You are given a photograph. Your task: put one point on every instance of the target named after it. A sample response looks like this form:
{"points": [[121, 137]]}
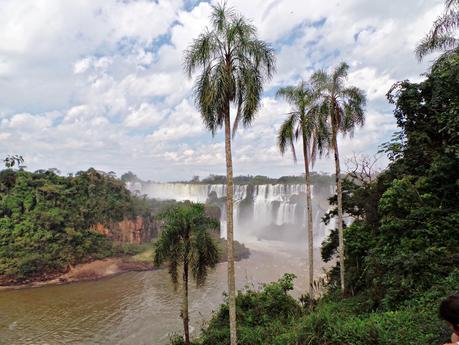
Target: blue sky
{"points": [[99, 83]]}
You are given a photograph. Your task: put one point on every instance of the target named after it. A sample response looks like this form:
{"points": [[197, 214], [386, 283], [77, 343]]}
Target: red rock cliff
{"points": [[137, 230]]}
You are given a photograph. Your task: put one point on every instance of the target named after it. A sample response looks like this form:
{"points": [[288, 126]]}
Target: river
{"points": [[133, 308]]}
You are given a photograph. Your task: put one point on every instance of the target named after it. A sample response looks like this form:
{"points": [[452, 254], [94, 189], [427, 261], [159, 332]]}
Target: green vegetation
{"points": [[443, 35], [343, 106], [186, 244], [401, 249], [45, 220], [307, 122], [272, 316], [234, 66]]}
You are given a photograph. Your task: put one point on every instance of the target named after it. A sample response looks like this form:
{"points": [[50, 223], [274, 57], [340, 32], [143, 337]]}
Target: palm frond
{"points": [[442, 35], [286, 136]]}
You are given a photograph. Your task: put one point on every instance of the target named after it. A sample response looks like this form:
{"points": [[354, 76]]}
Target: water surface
{"points": [[134, 308]]}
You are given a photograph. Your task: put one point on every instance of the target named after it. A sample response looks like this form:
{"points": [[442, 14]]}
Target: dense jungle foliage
{"points": [[401, 248], [45, 219]]}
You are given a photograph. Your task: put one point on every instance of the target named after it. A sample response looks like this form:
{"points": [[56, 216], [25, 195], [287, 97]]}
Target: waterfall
{"points": [[275, 210]]}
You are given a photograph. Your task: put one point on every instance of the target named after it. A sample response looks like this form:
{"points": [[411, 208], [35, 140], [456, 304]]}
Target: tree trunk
{"points": [[185, 317], [339, 193], [310, 230], [229, 229]]}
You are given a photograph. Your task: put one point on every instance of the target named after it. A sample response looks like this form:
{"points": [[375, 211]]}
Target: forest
{"points": [[46, 219], [401, 247]]}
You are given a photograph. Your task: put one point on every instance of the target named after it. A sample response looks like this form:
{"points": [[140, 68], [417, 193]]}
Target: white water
{"points": [[256, 208]]}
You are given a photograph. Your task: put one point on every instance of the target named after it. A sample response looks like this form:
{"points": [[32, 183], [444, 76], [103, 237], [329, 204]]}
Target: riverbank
{"points": [[93, 270], [111, 266]]}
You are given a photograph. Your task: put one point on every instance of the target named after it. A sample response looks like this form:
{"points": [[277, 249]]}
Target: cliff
{"points": [[136, 231]]}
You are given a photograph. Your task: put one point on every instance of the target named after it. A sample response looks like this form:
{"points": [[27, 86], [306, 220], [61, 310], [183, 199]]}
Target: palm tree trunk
{"points": [[229, 229], [339, 193], [310, 230], [185, 316]]}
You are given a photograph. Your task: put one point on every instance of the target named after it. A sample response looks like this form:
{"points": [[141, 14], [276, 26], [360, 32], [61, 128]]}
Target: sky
{"points": [[100, 83]]}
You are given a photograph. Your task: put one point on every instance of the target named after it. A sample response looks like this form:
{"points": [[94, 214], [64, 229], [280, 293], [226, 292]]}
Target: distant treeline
{"points": [[45, 219]]}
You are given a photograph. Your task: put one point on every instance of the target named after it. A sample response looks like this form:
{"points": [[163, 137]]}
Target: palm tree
{"points": [[443, 34], [307, 122], [344, 107], [234, 65], [185, 242]]}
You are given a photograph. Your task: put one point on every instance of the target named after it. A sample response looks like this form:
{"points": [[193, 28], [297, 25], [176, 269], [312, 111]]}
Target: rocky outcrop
{"points": [[138, 230]]}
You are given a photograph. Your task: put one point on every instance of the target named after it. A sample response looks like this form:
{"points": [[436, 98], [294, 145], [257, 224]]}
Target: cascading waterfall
{"points": [[259, 210]]}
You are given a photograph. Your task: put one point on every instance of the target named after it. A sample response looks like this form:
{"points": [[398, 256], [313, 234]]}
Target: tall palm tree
{"points": [[185, 242], [307, 123], [234, 65], [344, 107], [443, 35]]}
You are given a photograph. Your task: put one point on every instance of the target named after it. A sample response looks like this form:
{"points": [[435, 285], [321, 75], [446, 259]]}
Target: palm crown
{"points": [[442, 35], [344, 105], [304, 119], [185, 239], [234, 65]]}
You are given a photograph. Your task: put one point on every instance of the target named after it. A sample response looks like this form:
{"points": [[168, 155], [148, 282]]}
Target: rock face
{"points": [[136, 231]]}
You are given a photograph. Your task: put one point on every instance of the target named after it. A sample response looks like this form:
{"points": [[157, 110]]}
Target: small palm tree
{"points": [[443, 34], [344, 107], [234, 65], [186, 244], [307, 123]]}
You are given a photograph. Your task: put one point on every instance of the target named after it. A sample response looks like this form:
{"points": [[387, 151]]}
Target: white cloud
{"points": [[101, 83]]}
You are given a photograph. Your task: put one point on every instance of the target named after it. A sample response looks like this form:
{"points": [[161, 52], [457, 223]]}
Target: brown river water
{"points": [[134, 308]]}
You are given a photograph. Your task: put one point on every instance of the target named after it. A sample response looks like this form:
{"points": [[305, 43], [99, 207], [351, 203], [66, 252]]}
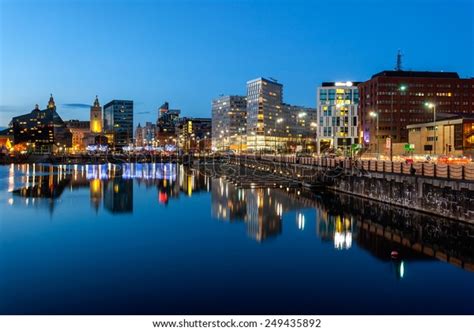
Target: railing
{"points": [[447, 171]]}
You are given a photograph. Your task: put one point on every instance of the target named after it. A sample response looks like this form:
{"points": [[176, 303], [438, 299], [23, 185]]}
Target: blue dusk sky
{"points": [[189, 52]]}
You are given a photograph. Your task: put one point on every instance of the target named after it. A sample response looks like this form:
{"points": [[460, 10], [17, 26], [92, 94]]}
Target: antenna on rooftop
{"points": [[398, 66]]}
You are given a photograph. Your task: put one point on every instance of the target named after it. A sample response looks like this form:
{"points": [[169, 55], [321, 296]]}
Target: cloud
{"points": [[11, 109], [76, 105]]}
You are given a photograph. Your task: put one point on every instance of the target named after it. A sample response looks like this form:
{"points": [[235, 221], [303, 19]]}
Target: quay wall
{"points": [[444, 190]]}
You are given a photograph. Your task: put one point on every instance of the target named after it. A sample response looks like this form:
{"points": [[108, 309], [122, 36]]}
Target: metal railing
{"points": [[445, 171]]}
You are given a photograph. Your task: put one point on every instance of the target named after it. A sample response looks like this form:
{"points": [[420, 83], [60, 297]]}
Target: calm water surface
{"points": [[160, 238]]}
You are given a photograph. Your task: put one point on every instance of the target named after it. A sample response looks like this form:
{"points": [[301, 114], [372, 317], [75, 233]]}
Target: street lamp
{"points": [[432, 105], [376, 115], [401, 88], [277, 121]]}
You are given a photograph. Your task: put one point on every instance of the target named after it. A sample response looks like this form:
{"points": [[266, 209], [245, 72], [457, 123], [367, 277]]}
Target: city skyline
{"points": [[70, 55]]}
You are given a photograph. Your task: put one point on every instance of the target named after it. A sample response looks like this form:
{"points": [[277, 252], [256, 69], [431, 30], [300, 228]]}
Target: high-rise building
{"points": [[229, 123], [41, 130], [264, 107], [194, 134], [96, 117], [273, 125], [397, 99], [337, 119], [118, 122], [145, 135], [80, 132]]}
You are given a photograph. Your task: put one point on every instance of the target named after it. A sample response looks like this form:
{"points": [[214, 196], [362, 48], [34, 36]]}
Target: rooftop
{"points": [[416, 74]]}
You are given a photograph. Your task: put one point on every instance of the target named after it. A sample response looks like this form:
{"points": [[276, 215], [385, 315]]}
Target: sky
{"points": [[189, 52]]}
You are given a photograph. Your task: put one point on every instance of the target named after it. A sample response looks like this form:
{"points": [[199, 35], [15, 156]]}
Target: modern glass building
{"points": [[337, 120], [118, 122], [273, 125], [264, 107], [229, 123], [96, 117]]}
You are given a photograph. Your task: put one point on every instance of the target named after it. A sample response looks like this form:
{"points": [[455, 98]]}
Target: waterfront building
{"points": [[229, 123], [118, 122], [41, 130], [273, 125], [80, 131], [166, 125], [397, 99], [337, 116], [297, 130], [145, 135], [96, 117], [454, 135], [194, 134]]}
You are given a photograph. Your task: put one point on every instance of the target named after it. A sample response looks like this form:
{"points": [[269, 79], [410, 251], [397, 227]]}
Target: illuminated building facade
{"points": [[80, 131], [229, 123], [96, 117], [166, 125], [194, 134], [145, 135], [118, 122], [337, 116], [454, 135], [384, 93], [41, 130], [273, 125]]}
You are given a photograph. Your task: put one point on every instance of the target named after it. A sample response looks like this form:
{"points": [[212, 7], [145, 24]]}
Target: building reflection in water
{"points": [[257, 208], [110, 185], [340, 220]]}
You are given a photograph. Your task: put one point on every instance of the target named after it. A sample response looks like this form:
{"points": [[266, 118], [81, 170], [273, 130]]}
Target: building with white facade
{"points": [[337, 120]]}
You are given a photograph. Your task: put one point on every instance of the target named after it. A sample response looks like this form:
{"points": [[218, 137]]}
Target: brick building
{"points": [[398, 99]]}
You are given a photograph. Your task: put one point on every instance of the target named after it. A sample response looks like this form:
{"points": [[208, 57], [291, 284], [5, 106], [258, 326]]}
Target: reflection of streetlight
{"points": [[401, 88], [376, 115], [433, 106]]}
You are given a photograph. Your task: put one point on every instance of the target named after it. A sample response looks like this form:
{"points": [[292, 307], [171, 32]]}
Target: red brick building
{"points": [[398, 99]]}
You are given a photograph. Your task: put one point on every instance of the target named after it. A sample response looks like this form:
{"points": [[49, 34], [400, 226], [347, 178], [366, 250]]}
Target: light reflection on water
{"points": [[324, 237]]}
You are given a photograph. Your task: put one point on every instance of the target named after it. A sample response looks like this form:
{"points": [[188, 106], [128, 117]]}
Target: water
{"points": [[156, 239]]}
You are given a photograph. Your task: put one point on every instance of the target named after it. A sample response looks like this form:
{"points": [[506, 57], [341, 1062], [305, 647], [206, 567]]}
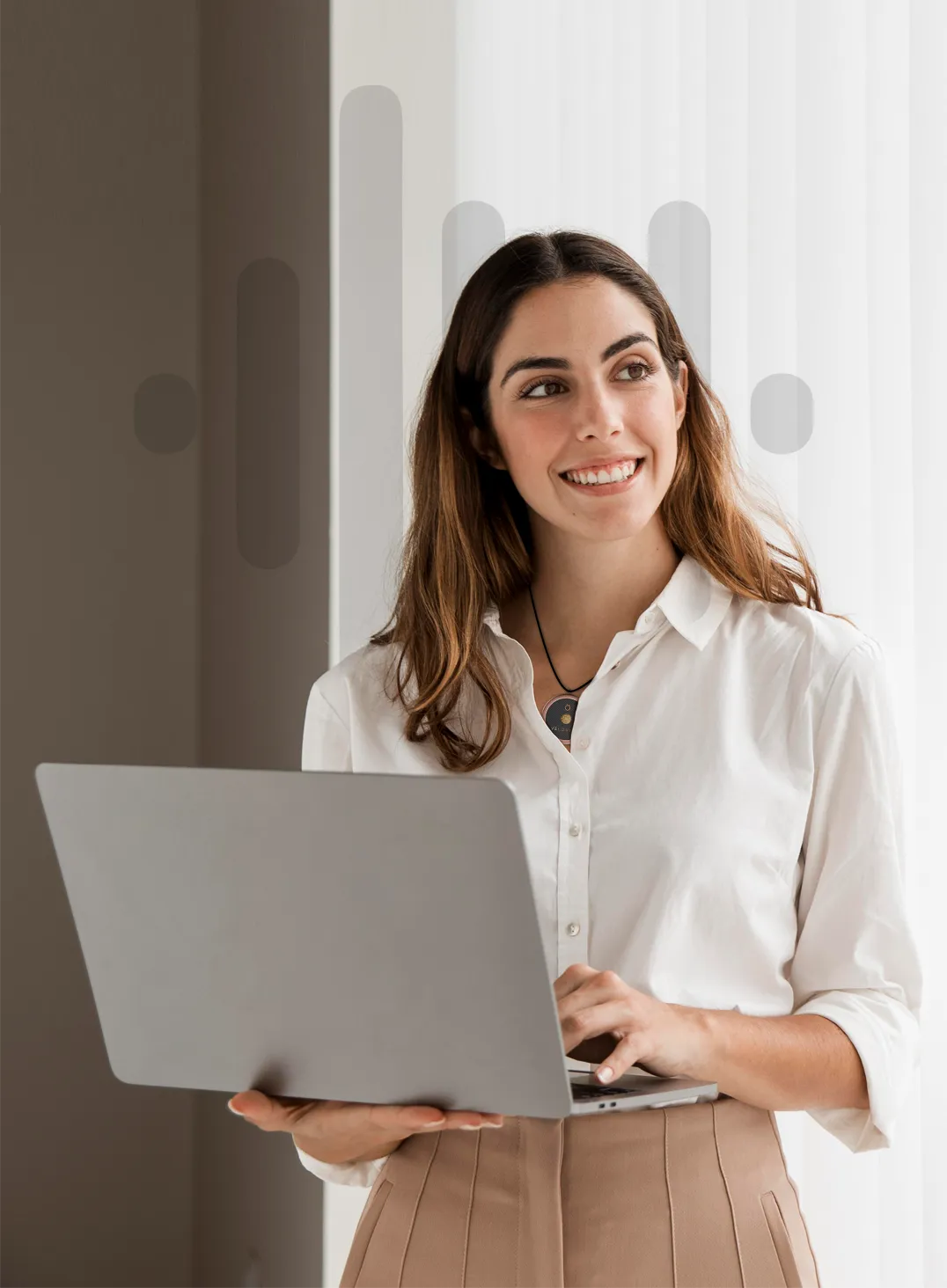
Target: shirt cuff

##############################

List every line in the data above that contains the word "blue", treating uppercase and lowercase as different.

• **SOLUTION**
Target: blue sky
Target: blue dusk sky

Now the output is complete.